Exercise description >> Here are records with pictures in them. Copy all of them exactly and leave the pictures out.

# Start of Exercise inputs

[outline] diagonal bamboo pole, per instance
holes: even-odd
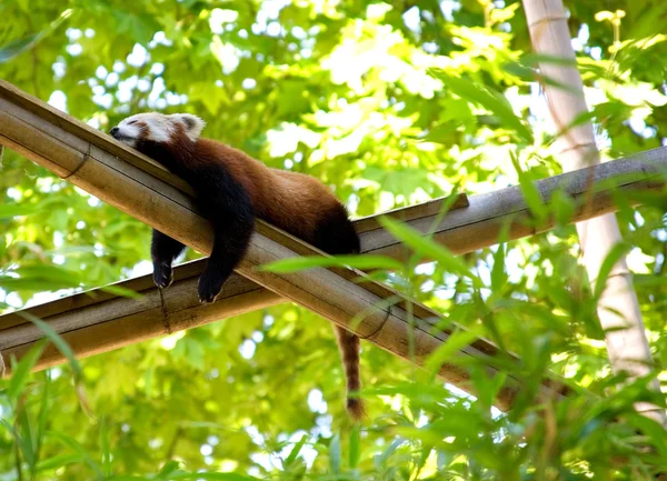
[[[599,164],[595,133],[590,122],[573,126],[575,120],[588,111],[584,97],[581,76],[576,68],[567,16],[561,0],[524,0],[526,19],[532,47],[539,54],[570,60],[540,62],[545,78],[555,80],[542,86],[558,138],[558,158],[565,171]],[[563,86],[563,87],[556,87]],[[565,88],[564,88],[565,87]],[[598,278],[603,262],[615,244],[621,242],[620,230],[614,214],[601,216],[577,223],[583,260],[591,282]],[[614,267],[598,305],[609,361],[615,372],[625,372],[630,378],[647,375],[653,370],[653,358],[646,339],[641,312],[633,287],[633,277],[625,259]],[[656,380],[651,387],[659,390]],[[665,424],[663,410],[640,403],[637,410]]]
[[[186,245],[203,254],[210,252],[210,224],[197,213],[191,197],[183,192],[189,189],[187,184],[181,186],[180,179],[112,141],[109,136],[53,111],[17,89],[3,87],[2,93],[9,93],[0,97],[0,143]],[[81,132],[72,133],[74,128],[80,128]],[[419,365],[456,329],[455,323],[436,328],[440,321],[438,313],[418,303],[411,303],[409,310],[408,300],[379,283],[368,281],[360,285],[354,282],[354,278],[362,275],[359,272],[316,268],[298,274],[276,274],[257,269],[298,254],[321,252],[258,222],[258,230],[236,271]],[[462,348],[460,355],[480,361],[491,374],[498,371],[499,362],[518,362],[514,354],[500,352],[484,339]],[[468,372],[459,363],[444,364],[438,374],[474,393]],[[498,392],[499,408],[509,408],[517,389],[519,383],[508,375]],[[547,381],[544,390],[558,397],[563,387]]]

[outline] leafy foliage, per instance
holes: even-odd
[[[667,128],[667,7],[626,3],[567,2],[591,106],[581,121],[595,122],[605,158],[660,147]],[[663,429],[633,410],[664,399],[648,380],[621,385],[609,371],[596,313],[603,279],[589,287],[578,262],[573,201],[542,206],[531,186],[559,172],[558,132],[539,97],[538,81],[552,81],[537,62],[549,59],[530,53],[519,2],[9,0],[0,12],[0,77],[96,128],[148,109],[198,113],[206,136],[318,177],[355,216],[459,186],[474,194],[520,184],[536,228],[557,220],[549,233],[461,258],[387,221],[411,259],[335,261],[392,270],[382,278],[448,328],[516,352],[520,364],[495,377],[457,355],[472,341],[466,331],[434,353],[434,369],[470,370],[477,398],[364,344],[371,415],[352,427],[327,322],[290,304],[29,374],[40,343],[2,381],[2,479],[570,480],[667,470]],[[145,224],[14,152],[1,169],[8,309],[150,270]],[[608,264],[629,249],[663,381],[665,193],[641,200],[635,210],[618,199],[625,245]],[[424,253],[435,262],[419,263]],[[48,342],[60,340],[49,332]],[[548,371],[574,393],[539,400]],[[508,378],[520,390],[501,414],[492,399]]]

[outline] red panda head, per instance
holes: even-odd
[[[186,136],[196,142],[206,123],[190,113],[172,113],[170,116],[148,112],[137,113],[122,120],[109,133],[117,140],[137,148],[146,142],[171,142],[180,136]]]

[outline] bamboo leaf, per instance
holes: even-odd
[[[440,262],[449,272],[470,279],[478,288],[484,287],[481,280],[472,274],[468,267],[446,247],[422,237],[417,230],[391,218],[381,217],[379,222],[396,239],[414,249],[416,253]]]

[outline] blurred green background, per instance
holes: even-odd
[[[566,7],[604,160],[660,147],[667,3]],[[0,0],[0,78],[103,131],[196,113],[355,217],[559,173],[520,2]],[[9,150],[0,199],[4,310],[151,271],[147,226]],[[618,216],[659,372],[664,199]],[[478,367],[485,395],[461,398],[364,344],[369,419],[352,428],[328,322],[285,304],[82,360],[92,414],[69,365],[3,381],[0,479],[651,479],[667,457],[640,444],[664,433],[631,413],[640,387],[611,388],[574,228],[464,260],[486,289],[438,262],[396,285],[522,357],[509,417]],[[609,397],[538,403],[547,368]]]

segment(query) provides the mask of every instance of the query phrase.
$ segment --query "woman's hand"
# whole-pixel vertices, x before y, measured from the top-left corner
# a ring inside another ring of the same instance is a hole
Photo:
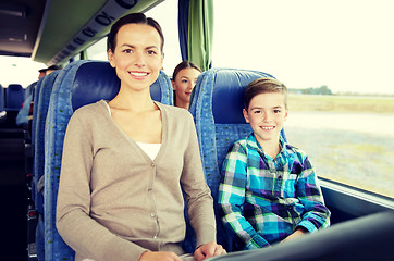
[[[216,243],[207,243],[196,249],[196,251],[194,252],[194,257],[197,261],[201,261],[207,258],[221,256],[224,253],[226,253],[226,251],[221,245],[218,245]]]
[[[146,251],[139,257],[139,261],[182,261],[182,259],[174,252]]]
[[[306,235],[306,234],[308,234],[308,233],[309,233],[309,232],[308,232],[306,228],[299,226],[295,232],[293,232],[292,235],[287,236],[287,237],[286,237],[285,239],[283,239],[281,243],[288,241],[288,240],[293,240],[293,239],[295,239],[295,238],[297,238],[297,237],[300,237],[300,236],[304,236],[304,235]]]

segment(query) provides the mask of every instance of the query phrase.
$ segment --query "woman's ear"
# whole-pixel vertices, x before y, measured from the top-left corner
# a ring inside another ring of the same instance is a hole
[[[172,89],[176,90],[176,85],[175,85],[175,82],[173,79],[171,79],[171,84],[172,84]]]
[[[243,109],[242,112],[243,112],[243,114],[244,114],[245,122],[246,122],[246,123],[250,123],[248,112],[247,112],[245,109]]]
[[[110,62],[111,66],[115,67],[115,61],[113,59],[113,52],[111,49],[108,50],[107,55],[108,55],[108,61]]]

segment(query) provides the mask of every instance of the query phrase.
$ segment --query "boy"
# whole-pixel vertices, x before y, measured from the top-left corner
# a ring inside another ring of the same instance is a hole
[[[253,134],[229,150],[219,187],[226,229],[244,249],[256,249],[328,227],[330,211],[308,157],[280,136],[287,88],[256,79],[245,89],[244,107]]]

# End of Exercise inputs

Full response >>
[outline] diagonal bamboo pole, per instance
holes: even-odd
[[[599,164],[595,133],[590,122],[573,126],[575,120],[588,111],[584,97],[581,76],[576,68],[567,16],[561,0],[524,0],[526,19],[532,47],[539,54],[570,60],[540,62],[545,78],[555,80],[542,86],[558,138],[558,158],[565,171]],[[563,86],[563,87],[556,87]],[[565,88],[564,88],[565,87]],[[598,278],[603,262],[615,244],[621,242],[620,230],[614,214],[601,216],[577,223],[583,260],[591,282]],[[614,267],[598,305],[609,361],[615,372],[625,372],[630,378],[647,375],[653,370],[653,358],[646,339],[641,312],[633,287],[633,277],[625,259]],[[656,380],[651,387],[659,390]],[[665,424],[663,410],[640,403],[637,410]]]
[[[186,245],[203,254],[210,252],[210,224],[197,213],[191,197],[183,192],[189,189],[187,184],[181,186],[180,179],[112,141],[109,136],[53,111],[17,89],[3,87],[2,93],[9,93],[0,97],[0,143]],[[81,132],[72,133],[74,128],[80,128]],[[419,365],[456,329],[455,323],[436,328],[440,321],[438,313],[418,303],[411,303],[409,310],[408,300],[379,283],[368,281],[360,285],[354,282],[354,278],[362,275],[359,272],[316,268],[298,274],[276,274],[257,269],[298,254],[321,252],[258,222],[258,230],[236,271]],[[462,348],[460,355],[480,361],[491,374],[498,371],[499,362],[518,362],[514,354],[500,352],[484,339]],[[468,372],[459,363],[444,364],[438,374],[474,393]],[[498,392],[499,408],[509,408],[517,389],[519,383],[508,375]],[[547,381],[544,390],[558,397],[563,387]]]

[outline] leafy foliage, per instance
holes: even-odd
[[[667,128],[667,7],[626,3],[567,2],[591,106],[581,121],[595,122],[605,158],[660,147]],[[663,429],[633,410],[664,399],[648,380],[621,385],[609,371],[596,313],[603,279],[589,287],[578,262],[573,201],[542,206],[531,186],[559,172],[558,132],[539,97],[538,81],[552,81],[537,62],[549,59],[530,53],[519,2],[9,0],[0,12],[0,77],[96,128],[148,109],[198,113],[206,136],[318,177],[355,216],[459,186],[474,194],[520,184],[536,228],[557,220],[549,233],[461,258],[387,221],[411,259],[335,261],[392,270],[382,278],[448,328],[516,352],[520,364],[495,377],[457,355],[472,341],[466,331],[434,353],[434,369],[470,370],[477,398],[364,344],[371,415],[352,427],[327,322],[290,304],[29,374],[40,343],[2,381],[2,479],[570,480],[667,470]],[[145,224],[14,152],[1,169],[8,309],[150,270]],[[608,264],[629,249],[663,381],[665,193],[641,200],[635,210],[618,199],[625,245]],[[424,253],[435,262],[419,263]],[[48,342],[60,340],[49,332]],[[548,371],[574,393],[539,400]],[[508,378],[520,390],[501,414],[492,399]]]

[outline] red panda head, per instance
holes: even-odd
[[[186,136],[196,142],[206,123],[190,113],[172,113],[170,116],[148,112],[137,113],[122,120],[109,133],[117,140],[137,148],[146,142],[171,142],[180,136]]]

[outline] bamboo leaf, per instance
holes: even-odd
[[[440,262],[449,272],[470,279],[478,288],[484,287],[481,280],[472,274],[468,267],[446,247],[422,237],[417,230],[391,218],[381,217],[379,222],[396,239],[414,249],[416,253]]]

[outline] blurred green background, per instance
holes: even-odd
[[[566,7],[604,160],[660,147],[667,3]],[[0,0],[0,78],[103,131],[196,113],[355,217],[559,173],[520,2]],[[9,150],[0,199],[4,310],[151,271],[147,226]],[[618,216],[659,372],[664,199]],[[478,367],[485,395],[461,398],[364,344],[369,419],[352,428],[328,322],[285,304],[82,360],[92,414],[69,365],[3,381],[0,479],[651,479],[667,457],[640,444],[664,433],[631,413],[640,387],[611,388],[574,228],[464,260],[486,289],[438,262],[396,285],[522,357],[509,417]],[[609,397],[538,403],[547,368]]]

segment(query) provides the mask of every instance of the query phrase.
$ segment --query "woman's hand"
# whole-pixel vertices, x before y, measured from the top-left corner
# a ring inside another ring of the same instance is a hole
Photo:
[[[216,243],[207,243],[196,249],[196,251],[194,252],[194,257],[197,261],[201,261],[207,258],[221,256],[224,253],[226,253],[226,251],[221,245],[218,245]]]
[[[146,251],[139,257],[139,261],[182,261],[182,259],[174,252]]]
[[[306,235],[306,234],[308,234],[308,233],[309,233],[309,232],[308,232],[306,228],[299,226],[295,232],[293,232],[292,235],[287,236],[287,237],[286,237],[285,239],[283,239],[281,243],[288,241],[288,240],[293,240],[293,239],[295,239],[295,238],[297,238],[297,237],[300,237],[300,236],[304,236],[304,235]]]

segment(query) provides the mask of every instance of the query phrase.
$ segment --query "woman's ear"
# whole-pixel vertices, x before y, measured from the top-left corner
# a ring inside another ring of the same instance is a hole
[[[172,89],[176,90],[176,85],[175,85],[175,82],[173,79],[171,79],[171,84],[172,84]]]
[[[243,109],[242,112],[243,112],[243,114],[244,114],[245,122],[246,122],[246,123],[250,123],[248,112],[247,112],[245,109]]]
[[[110,62],[111,66],[115,67],[115,61],[113,59],[113,52],[111,49],[108,50],[107,55],[108,55],[108,61]]]

segment(query) provides the mask of every instance of the query phrase.
$ segment --query "boy"
# whole-pixel vertices, x before y, measured from the top-left corner
# a ring inside another ring of the same instance is a hole
[[[253,134],[229,150],[219,187],[226,229],[244,249],[256,249],[328,227],[330,211],[308,157],[280,136],[287,88],[256,79],[245,89],[244,107]]]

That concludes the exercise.